§ DIRECTIONS FOR THIS TASK
Present the following data again exactly as it is shown.

§ DATASET

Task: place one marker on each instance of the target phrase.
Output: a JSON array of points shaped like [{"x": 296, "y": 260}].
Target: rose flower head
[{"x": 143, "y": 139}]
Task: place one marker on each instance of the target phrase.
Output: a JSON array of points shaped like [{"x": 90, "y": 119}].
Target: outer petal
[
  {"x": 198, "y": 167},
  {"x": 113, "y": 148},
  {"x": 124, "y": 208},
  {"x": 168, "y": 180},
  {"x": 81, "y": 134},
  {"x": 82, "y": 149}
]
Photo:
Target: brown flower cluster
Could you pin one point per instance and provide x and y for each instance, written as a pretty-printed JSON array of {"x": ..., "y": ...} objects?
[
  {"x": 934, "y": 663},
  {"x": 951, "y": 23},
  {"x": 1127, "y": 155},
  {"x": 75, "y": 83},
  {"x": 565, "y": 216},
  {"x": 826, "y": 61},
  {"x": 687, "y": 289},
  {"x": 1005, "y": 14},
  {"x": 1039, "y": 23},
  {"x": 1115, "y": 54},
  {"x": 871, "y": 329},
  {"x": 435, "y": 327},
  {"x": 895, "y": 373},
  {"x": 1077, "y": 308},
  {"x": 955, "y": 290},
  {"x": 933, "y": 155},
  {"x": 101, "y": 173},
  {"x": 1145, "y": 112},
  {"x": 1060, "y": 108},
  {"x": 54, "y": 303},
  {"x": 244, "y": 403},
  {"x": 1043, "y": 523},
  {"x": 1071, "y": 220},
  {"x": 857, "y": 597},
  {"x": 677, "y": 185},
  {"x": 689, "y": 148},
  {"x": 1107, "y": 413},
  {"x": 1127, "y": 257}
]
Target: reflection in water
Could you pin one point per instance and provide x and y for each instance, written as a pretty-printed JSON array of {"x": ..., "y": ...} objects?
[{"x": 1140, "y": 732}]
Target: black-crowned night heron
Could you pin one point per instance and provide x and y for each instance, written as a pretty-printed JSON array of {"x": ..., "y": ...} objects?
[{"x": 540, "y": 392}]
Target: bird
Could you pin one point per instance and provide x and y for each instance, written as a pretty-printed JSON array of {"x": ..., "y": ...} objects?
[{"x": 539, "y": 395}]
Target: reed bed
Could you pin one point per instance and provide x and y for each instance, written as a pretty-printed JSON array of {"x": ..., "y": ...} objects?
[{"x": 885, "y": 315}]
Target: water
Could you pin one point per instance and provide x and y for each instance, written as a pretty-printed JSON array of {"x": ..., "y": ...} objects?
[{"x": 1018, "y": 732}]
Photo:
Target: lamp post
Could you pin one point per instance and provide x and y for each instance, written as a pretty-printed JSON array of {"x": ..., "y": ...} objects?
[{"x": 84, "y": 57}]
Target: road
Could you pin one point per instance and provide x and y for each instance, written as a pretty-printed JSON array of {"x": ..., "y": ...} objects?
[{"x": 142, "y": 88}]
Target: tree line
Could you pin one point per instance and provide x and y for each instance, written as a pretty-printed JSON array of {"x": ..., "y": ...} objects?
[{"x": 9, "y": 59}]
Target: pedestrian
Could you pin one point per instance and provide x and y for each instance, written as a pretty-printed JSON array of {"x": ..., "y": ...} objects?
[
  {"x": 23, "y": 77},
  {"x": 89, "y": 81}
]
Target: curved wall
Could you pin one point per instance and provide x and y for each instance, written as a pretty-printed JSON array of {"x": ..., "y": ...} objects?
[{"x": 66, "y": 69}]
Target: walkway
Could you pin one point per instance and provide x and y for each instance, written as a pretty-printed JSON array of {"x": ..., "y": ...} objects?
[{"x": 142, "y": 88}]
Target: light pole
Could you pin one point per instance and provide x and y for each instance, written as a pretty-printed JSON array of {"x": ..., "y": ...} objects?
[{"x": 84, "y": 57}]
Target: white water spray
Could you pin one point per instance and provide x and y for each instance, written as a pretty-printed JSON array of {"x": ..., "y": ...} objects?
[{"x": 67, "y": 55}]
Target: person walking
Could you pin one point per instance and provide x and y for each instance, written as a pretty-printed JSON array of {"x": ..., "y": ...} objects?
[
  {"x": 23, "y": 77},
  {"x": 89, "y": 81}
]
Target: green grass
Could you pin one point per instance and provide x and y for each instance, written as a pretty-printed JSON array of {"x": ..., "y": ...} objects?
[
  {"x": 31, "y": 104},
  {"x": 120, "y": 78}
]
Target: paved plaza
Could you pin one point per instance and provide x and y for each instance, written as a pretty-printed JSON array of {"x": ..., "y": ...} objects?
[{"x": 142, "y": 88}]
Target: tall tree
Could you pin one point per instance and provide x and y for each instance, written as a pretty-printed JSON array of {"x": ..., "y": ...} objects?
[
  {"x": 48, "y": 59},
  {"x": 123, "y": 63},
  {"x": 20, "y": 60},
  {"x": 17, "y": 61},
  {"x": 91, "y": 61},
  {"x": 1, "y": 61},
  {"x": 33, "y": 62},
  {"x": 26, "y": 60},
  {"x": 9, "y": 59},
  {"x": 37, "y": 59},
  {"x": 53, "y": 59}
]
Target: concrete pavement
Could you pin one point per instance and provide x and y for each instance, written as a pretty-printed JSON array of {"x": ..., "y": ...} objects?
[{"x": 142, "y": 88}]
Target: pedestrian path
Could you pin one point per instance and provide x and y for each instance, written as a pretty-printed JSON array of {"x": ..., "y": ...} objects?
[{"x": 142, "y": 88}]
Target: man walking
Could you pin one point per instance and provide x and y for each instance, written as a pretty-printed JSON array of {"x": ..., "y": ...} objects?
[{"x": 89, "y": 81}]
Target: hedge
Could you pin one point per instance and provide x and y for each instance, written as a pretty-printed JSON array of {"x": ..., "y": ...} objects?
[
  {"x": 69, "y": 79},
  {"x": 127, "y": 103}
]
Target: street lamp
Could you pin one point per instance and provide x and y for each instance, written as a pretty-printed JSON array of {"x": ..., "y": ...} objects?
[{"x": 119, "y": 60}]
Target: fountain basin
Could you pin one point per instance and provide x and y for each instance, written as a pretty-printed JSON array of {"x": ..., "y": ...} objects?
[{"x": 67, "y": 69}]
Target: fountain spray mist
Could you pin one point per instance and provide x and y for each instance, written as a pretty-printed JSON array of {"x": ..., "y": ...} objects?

§ EXERCISE OUTPUT
Task: place one marker on each instance of the target phrase.
Output: a JSON array of points shaped like [{"x": 296, "y": 260}].
Target: rose flower head
[{"x": 143, "y": 139}]
Task: place one marker on each instance of the target phrase.
Output: a JSON array of points shaped like [{"x": 90, "y": 119}].
Target: outer petal
[
  {"x": 198, "y": 167},
  {"x": 113, "y": 148},
  {"x": 124, "y": 208},
  {"x": 168, "y": 180},
  {"x": 81, "y": 134},
  {"x": 82, "y": 149}
]
Photo:
Target: brown flower cluster
Could you pin one point per instance and provide x and y for each instance, written as a pretty-printed JSON array of {"x": ..., "y": ...} objects?
[
  {"x": 934, "y": 663},
  {"x": 951, "y": 23},
  {"x": 1127, "y": 155},
  {"x": 75, "y": 83},
  {"x": 565, "y": 216},
  {"x": 826, "y": 61},
  {"x": 687, "y": 289},
  {"x": 1005, "y": 14},
  {"x": 1039, "y": 23},
  {"x": 1115, "y": 54},
  {"x": 871, "y": 329},
  {"x": 435, "y": 327},
  {"x": 895, "y": 373},
  {"x": 1077, "y": 308},
  {"x": 955, "y": 290},
  {"x": 933, "y": 155},
  {"x": 101, "y": 173},
  {"x": 1145, "y": 112},
  {"x": 1060, "y": 108},
  {"x": 54, "y": 303},
  {"x": 244, "y": 403},
  {"x": 1043, "y": 523},
  {"x": 1071, "y": 220},
  {"x": 857, "y": 597},
  {"x": 677, "y": 185},
  {"x": 689, "y": 148},
  {"x": 1107, "y": 413},
  {"x": 1127, "y": 257}
]
Target: reflection in water
Could you pin one point per instance and provide x and y for each instance, written as a pretty-printed JSON array of {"x": ..., "y": ...} objects?
[{"x": 1140, "y": 732}]
Target: black-crowned night heron
Could you pin one point per instance and provide x and y for each instance, written as a pretty-printed JSON array of {"x": ..., "y": ...} objects?
[{"x": 540, "y": 392}]
Target: bird
Could you pin one point per instance and provide x and y for each instance, written as a pretty-printed JSON array of {"x": ..., "y": ...} objects?
[{"x": 539, "y": 395}]
Target: reed bed
Could you pin one point per instance and provide x and y for each instance, written as a pretty-printed JSON array of {"x": ..., "y": ...} objects?
[{"x": 885, "y": 315}]
Target: water
Could you pin one point per instance and provide x and y for each instance, written as a pretty-printed JSON array of {"x": ..., "y": ...} objects?
[{"x": 1018, "y": 732}]
Photo:
Target: lamp post
Could you pin one point per instance and provide x and y for each instance, written as a pretty-printed JSON array of {"x": ..., "y": ...} objects?
[{"x": 84, "y": 57}]
Target: road
Could you pin one point per instance and provide x and y for each instance, written as a pretty-printed JSON array of {"x": ..., "y": ...} objects?
[{"x": 142, "y": 88}]
Target: tree line
Could you pin one point per instance and provide x and y for each instance, written as a pretty-printed JSON array of {"x": ..., "y": ...} objects?
[{"x": 9, "y": 59}]
Target: pedestrian
Could you pin one point per instance and provide x and y for each instance, written as a pretty-printed JSON array of {"x": ..., "y": ...} objects?
[
  {"x": 23, "y": 77},
  {"x": 89, "y": 81}
]
Target: curved wall
Could you pin one point per instance and provide x and y for each instance, written as a pretty-printed JSON array of {"x": ..., "y": ...} objects?
[{"x": 66, "y": 69}]
Target: walkway
Could you pin one point per instance and provide x and y for each instance, written as a pretty-printed JSON array of {"x": ..., "y": ...} objects?
[{"x": 142, "y": 88}]
Target: light pole
Could you pin one point per instance and provide x and y for each instance, written as a pretty-printed JSON array of {"x": ..., "y": ...} objects?
[{"x": 84, "y": 57}]
Target: white water spray
Could you pin one point per instance and provide x and y for each instance, written as a pretty-printed JSON array of {"x": ..., "y": ...} objects?
[{"x": 67, "y": 55}]
Target: person walking
Could you pin one point per instance and provide x and y for each instance, written as a pretty-printed JSON array of {"x": ..., "y": ...} objects?
[
  {"x": 23, "y": 77},
  {"x": 89, "y": 81}
]
Target: green grass
Could you pin one point per instance and provide x and y for each instance, written as a pretty-printed JSON array of {"x": ..., "y": ...} objects?
[
  {"x": 31, "y": 104},
  {"x": 120, "y": 78}
]
Target: paved plaza
Could you pin one point per instance and provide x and y for each instance, written as a pretty-printed JSON array of {"x": ..., "y": ...} objects?
[{"x": 142, "y": 88}]
Target: tall tree
Could you pin one point per instance and provide x and y for each instance, written as a pretty-printed JSON array of {"x": ..., "y": ...} objects?
[
  {"x": 48, "y": 59},
  {"x": 123, "y": 63},
  {"x": 20, "y": 60},
  {"x": 17, "y": 61},
  {"x": 91, "y": 61},
  {"x": 1, "y": 61},
  {"x": 33, "y": 62},
  {"x": 26, "y": 60},
  {"x": 9, "y": 59},
  {"x": 37, "y": 59},
  {"x": 53, "y": 59}
]
Target: concrete pavement
Could you pin one point per instance and provide x and y for each instance, written as a pretty-printed JSON array of {"x": ..., "y": ...} objects?
[{"x": 142, "y": 88}]
Target: pedestrian path
Could you pin one point per instance and provide x and y for each instance, written as a pretty-printed JSON array of {"x": ..., "y": ...} objects?
[{"x": 142, "y": 88}]
Target: man walking
Could you pin one point per instance and provide x and y for each instance, written as a pretty-printed JSON array of {"x": ..., "y": ...} objects?
[{"x": 89, "y": 81}]
Target: hedge
Could you pin one point per instance and provide x and y for each instance, written as a pretty-printed JSON array of {"x": ..., "y": ...} objects?
[
  {"x": 69, "y": 79},
  {"x": 127, "y": 103}
]
Target: street lamp
Could you pin one point per instance and provide x and y for each instance, written as a pretty-printed JSON array of {"x": ..., "y": ...} objects?
[{"x": 119, "y": 60}]
Target: fountain basin
Could you pin one point per instance and provide x and y for each instance, written as a pretty-printed JSON array of {"x": ..., "y": ...} objects?
[{"x": 67, "y": 69}]
Target: fountain spray mist
Could you pin one point per instance and provide x and y for each instance, written as a pretty-printed JSON array of {"x": ..., "y": ...} objects?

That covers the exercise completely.